*Your assignment*. Beginning at the line containing "Please drop a marker on the puppy's mouth", restate each line of the listing below word for word until the last one has been given.

*Records for processing*.
#####
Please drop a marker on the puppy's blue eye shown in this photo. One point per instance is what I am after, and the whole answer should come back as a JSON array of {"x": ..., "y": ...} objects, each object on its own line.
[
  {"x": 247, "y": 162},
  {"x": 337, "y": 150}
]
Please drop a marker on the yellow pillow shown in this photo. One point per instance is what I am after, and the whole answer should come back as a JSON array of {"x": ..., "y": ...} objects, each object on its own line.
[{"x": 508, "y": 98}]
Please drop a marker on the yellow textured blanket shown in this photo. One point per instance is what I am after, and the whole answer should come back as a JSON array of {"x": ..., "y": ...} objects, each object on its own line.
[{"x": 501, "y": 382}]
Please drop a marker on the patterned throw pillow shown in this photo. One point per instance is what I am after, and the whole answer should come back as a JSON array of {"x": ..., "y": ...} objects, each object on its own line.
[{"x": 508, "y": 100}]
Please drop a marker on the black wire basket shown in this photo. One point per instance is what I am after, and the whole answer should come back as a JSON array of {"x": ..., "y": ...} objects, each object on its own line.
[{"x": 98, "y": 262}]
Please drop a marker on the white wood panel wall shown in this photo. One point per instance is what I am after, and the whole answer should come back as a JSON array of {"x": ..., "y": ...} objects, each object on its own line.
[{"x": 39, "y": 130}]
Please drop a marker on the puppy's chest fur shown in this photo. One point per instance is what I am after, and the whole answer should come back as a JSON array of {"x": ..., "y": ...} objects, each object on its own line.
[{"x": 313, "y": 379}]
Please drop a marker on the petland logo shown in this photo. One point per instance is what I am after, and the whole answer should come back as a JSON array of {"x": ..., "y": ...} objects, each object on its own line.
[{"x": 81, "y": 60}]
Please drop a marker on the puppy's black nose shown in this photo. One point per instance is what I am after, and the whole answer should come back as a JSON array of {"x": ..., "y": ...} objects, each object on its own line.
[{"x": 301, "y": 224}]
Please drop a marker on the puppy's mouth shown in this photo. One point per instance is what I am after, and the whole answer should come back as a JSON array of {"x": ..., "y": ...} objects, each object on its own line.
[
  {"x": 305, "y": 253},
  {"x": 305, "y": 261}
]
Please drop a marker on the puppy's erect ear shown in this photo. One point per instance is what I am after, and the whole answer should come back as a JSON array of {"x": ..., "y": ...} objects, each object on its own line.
#####
*Written answer*.
Please drop a marker on the puppy's mouth shown in this photo. One point per instance is what I am after, and the whole answer should come back as a JSON array of {"x": ..., "y": ...} objects, each object on its own line.
[
  {"x": 305, "y": 253},
  {"x": 305, "y": 261}
]
Please drop a marker on the puppy's erect ear shown in this photo. One point per instance is what I am after, and the whole answer should come back as a JSON array of {"x": ..., "y": ...} objects, each object on its own line.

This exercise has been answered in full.